Stored records:
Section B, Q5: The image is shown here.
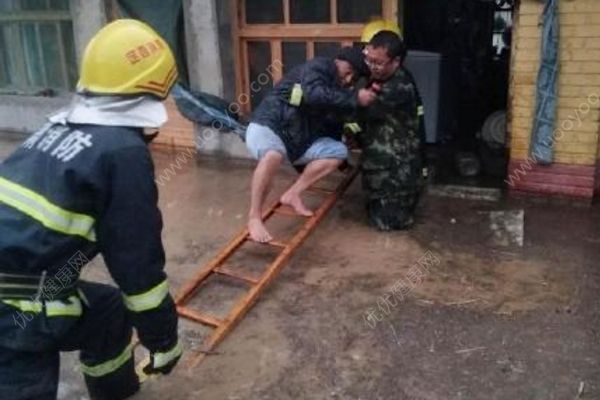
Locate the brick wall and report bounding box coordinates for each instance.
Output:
[152,97,195,148]
[507,0,600,199]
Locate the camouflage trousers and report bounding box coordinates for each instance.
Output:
[362,159,423,231]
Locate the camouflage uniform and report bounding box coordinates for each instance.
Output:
[360,68,425,231]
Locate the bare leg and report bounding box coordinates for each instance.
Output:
[248,151,283,243]
[280,158,343,217]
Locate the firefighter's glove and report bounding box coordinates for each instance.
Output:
[144,341,183,375]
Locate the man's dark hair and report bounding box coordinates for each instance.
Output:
[369,31,406,61]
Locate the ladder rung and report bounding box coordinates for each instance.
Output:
[214,267,259,285]
[265,240,287,249]
[306,186,335,195]
[177,306,223,328]
[273,206,304,217]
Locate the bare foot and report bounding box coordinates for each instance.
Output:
[248,218,273,243]
[279,193,314,217]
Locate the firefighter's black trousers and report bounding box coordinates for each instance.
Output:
[0,282,139,400]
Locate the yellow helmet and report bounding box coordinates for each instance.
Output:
[77,19,177,99]
[360,19,402,43]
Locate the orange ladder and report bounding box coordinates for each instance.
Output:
[175,168,358,368]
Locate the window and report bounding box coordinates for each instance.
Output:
[0,0,77,94]
[492,0,514,56]
[232,0,402,113]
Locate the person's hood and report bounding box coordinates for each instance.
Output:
[48,94,168,129]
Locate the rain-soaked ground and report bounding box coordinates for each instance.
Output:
[0,135,600,400]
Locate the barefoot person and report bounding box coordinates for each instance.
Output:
[246,48,375,243]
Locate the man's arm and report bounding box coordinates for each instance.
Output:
[367,79,415,119]
[97,146,181,372]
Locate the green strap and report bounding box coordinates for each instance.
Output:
[2,296,83,317]
[344,122,362,134]
[0,178,96,242]
[290,83,304,107]
[152,340,183,368]
[123,280,169,312]
[81,344,133,378]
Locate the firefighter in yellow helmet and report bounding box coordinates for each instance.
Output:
[0,20,182,400]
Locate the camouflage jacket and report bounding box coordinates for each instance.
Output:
[360,68,425,170]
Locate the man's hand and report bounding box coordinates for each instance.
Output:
[358,89,377,107]
[144,342,183,375]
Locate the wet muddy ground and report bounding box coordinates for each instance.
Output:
[0,136,600,400]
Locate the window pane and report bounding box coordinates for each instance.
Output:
[282,42,306,74]
[338,0,383,23]
[290,0,331,24]
[60,21,79,89]
[247,42,273,108]
[40,23,67,88]
[21,0,48,10]
[50,0,69,10]
[21,23,46,87]
[0,26,9,86]
[246,0,283,24]
[315,42,342,57]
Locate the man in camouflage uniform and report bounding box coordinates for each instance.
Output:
[360,31,425,231]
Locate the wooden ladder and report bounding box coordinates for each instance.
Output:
[175,168,358,368]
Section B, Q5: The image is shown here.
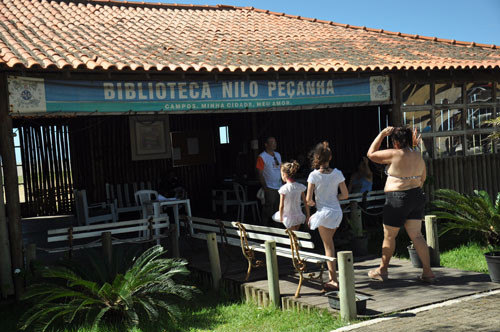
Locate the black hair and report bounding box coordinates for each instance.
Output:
[310,141,332,169]
[391,127,413,149]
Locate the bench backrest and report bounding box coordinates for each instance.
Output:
[106,181,158,208]
[339,190,385,212]
[47,217,169,242]
[192,217,314,249]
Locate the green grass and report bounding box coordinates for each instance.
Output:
[441,242,489,273]
[0,291,346,332]
[166,294,345,332]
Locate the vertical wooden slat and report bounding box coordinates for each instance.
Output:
[18,126,33,215]
[457,157,465,193]
[452,157,460,192]
[471,155,479,193]
[479,154,488,195]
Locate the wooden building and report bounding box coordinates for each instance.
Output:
[0,0,500,296]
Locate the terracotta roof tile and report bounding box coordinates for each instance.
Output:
[0,0,500,71]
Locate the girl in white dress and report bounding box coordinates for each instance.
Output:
[307,142,349,290]
[273,160,309,231]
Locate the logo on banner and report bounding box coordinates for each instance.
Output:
[8,76,46,113]
[370,76,391,101]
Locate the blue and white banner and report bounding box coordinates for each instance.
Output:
[8,76,390,113]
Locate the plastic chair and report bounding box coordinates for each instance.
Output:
[73,189,117,226]
[134,189,158,219]
[233,182,261,223]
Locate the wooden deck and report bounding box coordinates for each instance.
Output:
[19,216,500,316]
[181,239,500,316]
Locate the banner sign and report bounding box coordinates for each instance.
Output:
[8,76,390,113]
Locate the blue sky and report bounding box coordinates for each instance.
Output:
[128,0,500,46]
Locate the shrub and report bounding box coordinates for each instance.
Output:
[19,246,195,331]
[432,189,500,245]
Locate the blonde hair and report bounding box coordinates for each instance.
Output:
[281,160,300,179]
[311,141,332,169]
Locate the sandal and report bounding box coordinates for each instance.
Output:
[321,280,339,293]
[368,270,389,281]
[417,275,438,285]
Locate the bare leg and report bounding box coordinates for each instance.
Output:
[405,219,434,277]
[319,226,339,287]
[377,225,399,275]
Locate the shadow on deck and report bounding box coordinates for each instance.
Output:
[181,236,500,317]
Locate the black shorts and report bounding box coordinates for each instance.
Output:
[384,187,425,227]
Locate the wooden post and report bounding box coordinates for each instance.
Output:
[425,215,441,266]
[101,232,113,265]
[207,233,222,290]
[349,201,363,237]
[266,241,281,307]
[0,169,14,298]
[337,251,357,321]
[26,243,36,273]
[0,73,24,300]
[170,224,181,258]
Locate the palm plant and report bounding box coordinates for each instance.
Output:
[433,189,500,246]
[486,116,500,142]
[19,245,199,331]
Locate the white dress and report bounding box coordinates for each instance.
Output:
[307,168,345,229]
[273,182,307,228]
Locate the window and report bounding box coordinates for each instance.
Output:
[219,126,229,144]
[401,81,500,158]
[402,84,431,106]
[434,108,463,132]
[465,82,492,104]
[434,83,462,105]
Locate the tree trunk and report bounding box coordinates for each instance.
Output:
[0,74,24,299]
[0,163,14,298]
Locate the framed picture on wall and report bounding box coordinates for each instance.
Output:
[129,115,172,160]
[171,131,215,167]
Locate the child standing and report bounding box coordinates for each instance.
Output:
[307,142,349,290]
[273,160,309,231]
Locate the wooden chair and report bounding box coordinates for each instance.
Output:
[134,189,158,218]
[233,182,261,223]
[74,189,117,226]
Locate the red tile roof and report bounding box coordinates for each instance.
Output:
[0,0,500,71]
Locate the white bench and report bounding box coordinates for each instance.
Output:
[106,181,158,219]
[45,217,170,257]
[339,190,385,213]
[191,217,336,297]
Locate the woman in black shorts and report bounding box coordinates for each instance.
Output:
[367,127,435,283]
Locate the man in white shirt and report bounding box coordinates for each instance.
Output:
[255,137,282,225]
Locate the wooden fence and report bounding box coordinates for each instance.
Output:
[18,123,73,216]
[424,154,500,201]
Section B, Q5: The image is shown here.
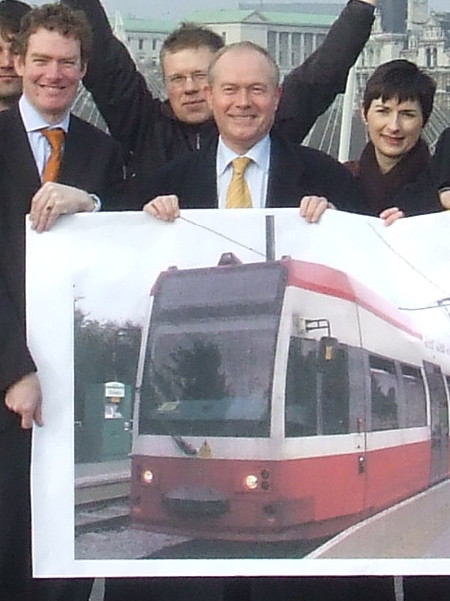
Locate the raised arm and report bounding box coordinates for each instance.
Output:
[63,0,161,161]
[275,0,377,142]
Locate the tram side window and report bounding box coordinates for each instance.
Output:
[285,338,349,437]
[369,355,398,430]
[285,338,319,437]
[401,365,427,428]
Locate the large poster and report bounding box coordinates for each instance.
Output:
[27,209,450,576]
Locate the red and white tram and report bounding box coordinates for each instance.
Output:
[131,257,450,541]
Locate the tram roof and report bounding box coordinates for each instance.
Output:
[281,259,422,338]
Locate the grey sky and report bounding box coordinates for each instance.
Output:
[95,0,449,20]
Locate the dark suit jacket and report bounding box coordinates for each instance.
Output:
[0,107,123,429]
[432,127,450,190]
[141,133,361,212]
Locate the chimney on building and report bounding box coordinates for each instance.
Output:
[408,0,430,31]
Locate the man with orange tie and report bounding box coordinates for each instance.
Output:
[0,4,123,601]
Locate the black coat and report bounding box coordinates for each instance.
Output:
[0,106,124,328]
[432,127,450,190]
[146,132,361,212]
[64,0,374,195]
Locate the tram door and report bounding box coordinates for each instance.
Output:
[424,361,449,484]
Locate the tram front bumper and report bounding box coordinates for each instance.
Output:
[163,486,230,516]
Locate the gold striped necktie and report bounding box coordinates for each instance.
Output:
[226,157,253,209]
[41,127,64,183]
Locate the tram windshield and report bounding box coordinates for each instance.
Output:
[139,266,283,437]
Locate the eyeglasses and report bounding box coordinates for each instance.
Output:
[166,71,208,88]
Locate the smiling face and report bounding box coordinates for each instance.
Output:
[0,31,22,110]
[14,28,86,124]
[207,48,280,154]
[162,46,214,123]
[363,98,423,173]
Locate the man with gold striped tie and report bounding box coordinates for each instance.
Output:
[143,42,361,222]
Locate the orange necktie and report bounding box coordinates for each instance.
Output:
[226,157,253,209]
[41,127,64,183]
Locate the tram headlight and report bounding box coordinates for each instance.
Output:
[141,470,155,484]
[244,474,259,490]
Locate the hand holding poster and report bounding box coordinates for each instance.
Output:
[28,209,450,576]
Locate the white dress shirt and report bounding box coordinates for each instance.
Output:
[216,135,270,209]
[19,96,70,180]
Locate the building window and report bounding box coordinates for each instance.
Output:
[291,33,302,66]
[278,32,289,67]
[267,31,277,60]
[304,33,313,58]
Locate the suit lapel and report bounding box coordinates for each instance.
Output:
[0,106,41,213]
[58,115,88,186]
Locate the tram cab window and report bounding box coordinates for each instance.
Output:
[369,355,398,430]
[285,337,349,437]
[401,365,427,428]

Instructions to follow:
Please move everything from the line containing "Locate the child" down to the line containing "[27,209,450,576]" into your reply, keeping every line and adding 117 to each bounding box coordinate in the answers. Leave the pictures out.

Exercise response:
Locate the child standing and report bounding box coordinates for each instance.
Output:
[424,259,466,407]
[390,277,426,348]
Locate the wooden chair and report bounding box coordinates for each instance.
Output:
[251,306,275,335]
[350,299,378,340]
[191,306,234,343]
Locate the red tile roof and report bounding box coordinates for each instance.
Output:
[117,117,617,188]
Locate the white bench and report bounding box coordinates for each instance.
Output:
[223,298,275,336]
[162,334,287,374]
[456,307,502,330]
[308,334,453,414]
Locate the woman in black shorts and report bounding box coordinates for each instance.
Output:
[484,244,552,400]
Locate the man in white shirt and report bounding box coordinates for each instance.
Output:
[372,254,399,342]
Locate the wooden fence and report bounding box coordinates for each instance.
Output:
[135,240,190,333]
[541,271,617,318]
Section B, Q5: The image is shown here.
Locate the raised arm and report bounding box coordinates for each instance.
Output:
[180,117,278,278]
[392,117,494,259]
Locate the tram side window and report bounding box coordinates for each instance.
Output:
[402,455,466,554]
[486,472,515,547]
[402,455,436,554]
[518,482,544,545]
Locate the large poster and report bounding box coordinates for each instance.
Output:
[144,326,567,693]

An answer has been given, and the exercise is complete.